_Kaynak malzeme_.
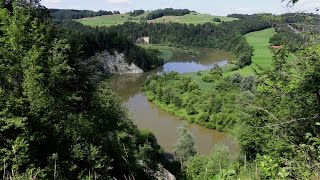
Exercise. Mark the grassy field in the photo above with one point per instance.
(110, 20)
(262, 55)
(193, 18)
(259, 40)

_Görev yönergesi_. Kayıtlardaki satırları, "grassy field" ifadesini "tree" ile değiştirip geri kalan her şeyi olduğu gibi bırakarak yeniden yazın. Resimleri yanıta eklemeyin.

_Göreve yanıt_.
Exercise. Mark the tree in the photo above with one point per instance.
(110, 20)
(262, 55)
(193, 18)
(259, 40)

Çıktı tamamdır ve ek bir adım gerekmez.